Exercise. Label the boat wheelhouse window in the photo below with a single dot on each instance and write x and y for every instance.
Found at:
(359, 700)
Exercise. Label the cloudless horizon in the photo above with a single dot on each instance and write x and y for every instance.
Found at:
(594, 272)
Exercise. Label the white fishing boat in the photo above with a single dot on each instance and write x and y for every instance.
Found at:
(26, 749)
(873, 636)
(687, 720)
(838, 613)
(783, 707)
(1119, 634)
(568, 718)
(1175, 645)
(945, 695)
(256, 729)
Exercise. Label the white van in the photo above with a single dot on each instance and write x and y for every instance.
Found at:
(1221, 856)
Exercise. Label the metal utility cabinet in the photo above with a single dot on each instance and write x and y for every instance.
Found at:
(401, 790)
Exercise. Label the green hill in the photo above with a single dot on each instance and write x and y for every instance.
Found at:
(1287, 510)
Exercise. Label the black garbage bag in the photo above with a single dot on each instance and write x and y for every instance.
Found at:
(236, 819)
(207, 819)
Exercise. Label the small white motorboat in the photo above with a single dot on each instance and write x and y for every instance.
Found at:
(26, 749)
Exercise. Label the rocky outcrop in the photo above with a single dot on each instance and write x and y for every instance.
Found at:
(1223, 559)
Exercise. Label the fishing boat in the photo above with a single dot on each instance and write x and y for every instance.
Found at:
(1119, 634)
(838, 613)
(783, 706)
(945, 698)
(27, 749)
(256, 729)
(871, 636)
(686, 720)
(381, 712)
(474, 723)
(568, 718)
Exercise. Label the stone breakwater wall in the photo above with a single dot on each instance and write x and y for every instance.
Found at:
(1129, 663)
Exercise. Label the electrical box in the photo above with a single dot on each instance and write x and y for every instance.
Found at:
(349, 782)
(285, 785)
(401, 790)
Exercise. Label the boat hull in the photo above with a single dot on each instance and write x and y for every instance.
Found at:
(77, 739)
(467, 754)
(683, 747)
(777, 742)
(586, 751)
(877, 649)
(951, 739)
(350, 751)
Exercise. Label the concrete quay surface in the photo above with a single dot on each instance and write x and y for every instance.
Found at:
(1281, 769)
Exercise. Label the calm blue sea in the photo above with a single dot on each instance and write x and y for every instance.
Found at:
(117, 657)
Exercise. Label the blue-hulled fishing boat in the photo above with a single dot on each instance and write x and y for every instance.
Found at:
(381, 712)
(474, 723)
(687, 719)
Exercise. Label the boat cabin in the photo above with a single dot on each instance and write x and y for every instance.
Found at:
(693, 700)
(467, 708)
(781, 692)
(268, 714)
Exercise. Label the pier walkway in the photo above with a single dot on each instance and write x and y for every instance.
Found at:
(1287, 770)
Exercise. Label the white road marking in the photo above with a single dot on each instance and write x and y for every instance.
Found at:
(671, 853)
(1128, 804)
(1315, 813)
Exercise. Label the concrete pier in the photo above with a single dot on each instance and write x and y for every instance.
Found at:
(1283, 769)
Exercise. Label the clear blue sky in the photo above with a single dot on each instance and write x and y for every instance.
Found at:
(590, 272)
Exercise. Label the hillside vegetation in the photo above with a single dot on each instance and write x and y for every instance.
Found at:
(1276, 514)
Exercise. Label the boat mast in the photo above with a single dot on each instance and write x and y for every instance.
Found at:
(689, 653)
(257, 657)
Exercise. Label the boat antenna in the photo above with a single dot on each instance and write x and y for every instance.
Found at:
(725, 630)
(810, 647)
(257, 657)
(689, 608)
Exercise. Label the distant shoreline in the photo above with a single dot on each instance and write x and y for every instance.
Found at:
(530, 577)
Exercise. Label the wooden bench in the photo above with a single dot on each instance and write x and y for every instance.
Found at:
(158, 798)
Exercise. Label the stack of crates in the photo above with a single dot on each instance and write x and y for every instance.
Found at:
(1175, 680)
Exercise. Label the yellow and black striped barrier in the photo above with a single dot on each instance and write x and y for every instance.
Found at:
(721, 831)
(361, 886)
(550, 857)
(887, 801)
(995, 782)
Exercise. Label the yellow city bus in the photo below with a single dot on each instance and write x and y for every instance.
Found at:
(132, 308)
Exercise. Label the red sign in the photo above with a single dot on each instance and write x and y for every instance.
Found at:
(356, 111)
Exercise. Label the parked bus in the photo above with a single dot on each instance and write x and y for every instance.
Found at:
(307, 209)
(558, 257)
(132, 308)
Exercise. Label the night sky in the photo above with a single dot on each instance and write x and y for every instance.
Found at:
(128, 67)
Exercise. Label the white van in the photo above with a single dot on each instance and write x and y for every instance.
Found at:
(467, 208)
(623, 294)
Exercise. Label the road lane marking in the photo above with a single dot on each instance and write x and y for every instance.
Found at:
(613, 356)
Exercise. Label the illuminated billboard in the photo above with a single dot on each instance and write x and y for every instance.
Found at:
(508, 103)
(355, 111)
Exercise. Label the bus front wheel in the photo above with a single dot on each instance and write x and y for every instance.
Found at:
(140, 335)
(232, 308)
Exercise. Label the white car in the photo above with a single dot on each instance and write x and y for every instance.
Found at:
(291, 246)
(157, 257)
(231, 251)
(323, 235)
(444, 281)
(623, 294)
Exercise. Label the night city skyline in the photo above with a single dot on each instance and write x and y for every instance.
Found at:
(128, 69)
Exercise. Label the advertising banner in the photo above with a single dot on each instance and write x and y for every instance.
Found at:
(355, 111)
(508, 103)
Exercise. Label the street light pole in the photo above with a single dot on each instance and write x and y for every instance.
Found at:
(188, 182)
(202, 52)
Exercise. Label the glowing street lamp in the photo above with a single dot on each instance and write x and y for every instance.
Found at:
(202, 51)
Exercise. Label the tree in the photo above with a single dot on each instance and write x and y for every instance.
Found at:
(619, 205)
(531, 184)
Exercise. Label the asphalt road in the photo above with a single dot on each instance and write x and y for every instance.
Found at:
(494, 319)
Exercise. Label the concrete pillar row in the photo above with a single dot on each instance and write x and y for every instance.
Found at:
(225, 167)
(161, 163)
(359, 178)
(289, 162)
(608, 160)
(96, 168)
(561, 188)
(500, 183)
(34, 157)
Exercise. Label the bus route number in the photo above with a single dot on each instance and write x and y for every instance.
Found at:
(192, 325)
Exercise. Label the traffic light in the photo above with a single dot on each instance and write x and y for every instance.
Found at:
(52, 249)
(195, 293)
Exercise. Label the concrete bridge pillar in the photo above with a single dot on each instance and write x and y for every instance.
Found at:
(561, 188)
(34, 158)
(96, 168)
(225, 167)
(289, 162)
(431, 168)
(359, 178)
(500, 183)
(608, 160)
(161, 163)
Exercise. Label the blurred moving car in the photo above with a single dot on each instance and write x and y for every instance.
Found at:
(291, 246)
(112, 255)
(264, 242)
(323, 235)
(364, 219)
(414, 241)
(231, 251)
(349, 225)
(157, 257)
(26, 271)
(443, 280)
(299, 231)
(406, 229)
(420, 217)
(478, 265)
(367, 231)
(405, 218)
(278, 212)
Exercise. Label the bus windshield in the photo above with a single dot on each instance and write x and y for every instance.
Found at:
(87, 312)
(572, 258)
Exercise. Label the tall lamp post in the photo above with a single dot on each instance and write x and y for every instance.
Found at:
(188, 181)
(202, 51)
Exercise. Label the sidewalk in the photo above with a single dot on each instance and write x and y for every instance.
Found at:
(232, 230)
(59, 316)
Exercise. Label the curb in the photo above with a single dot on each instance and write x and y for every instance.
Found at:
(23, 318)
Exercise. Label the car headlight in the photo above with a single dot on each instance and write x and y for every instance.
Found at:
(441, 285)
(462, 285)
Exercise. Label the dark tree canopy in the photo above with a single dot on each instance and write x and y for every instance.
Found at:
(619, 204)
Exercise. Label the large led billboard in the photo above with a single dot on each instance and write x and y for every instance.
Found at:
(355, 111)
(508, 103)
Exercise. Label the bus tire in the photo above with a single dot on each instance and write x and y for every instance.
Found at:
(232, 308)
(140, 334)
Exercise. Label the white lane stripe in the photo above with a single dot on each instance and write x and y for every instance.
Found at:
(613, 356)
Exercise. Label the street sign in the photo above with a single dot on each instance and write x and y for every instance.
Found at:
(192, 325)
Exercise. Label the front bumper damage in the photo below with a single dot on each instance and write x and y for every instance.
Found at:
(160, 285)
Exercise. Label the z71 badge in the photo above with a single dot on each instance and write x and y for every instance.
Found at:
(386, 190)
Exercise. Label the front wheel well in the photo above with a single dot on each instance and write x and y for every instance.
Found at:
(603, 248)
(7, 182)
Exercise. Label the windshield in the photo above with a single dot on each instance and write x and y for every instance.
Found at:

### What to produce
I need each line of the entries that holds the string "below" located and copied.

### Written answer
Exercise. Label the boat wheelhouse window in the photo below with a single dot on each instance and write x and y for every instance.
Exercise. Label the yellow city bus in the photo below with a single dot on each instance and write x and y for every instance.
Exercise. Label the front bumper damage in the photo below with a single dot on each instance and write x and y for every instance.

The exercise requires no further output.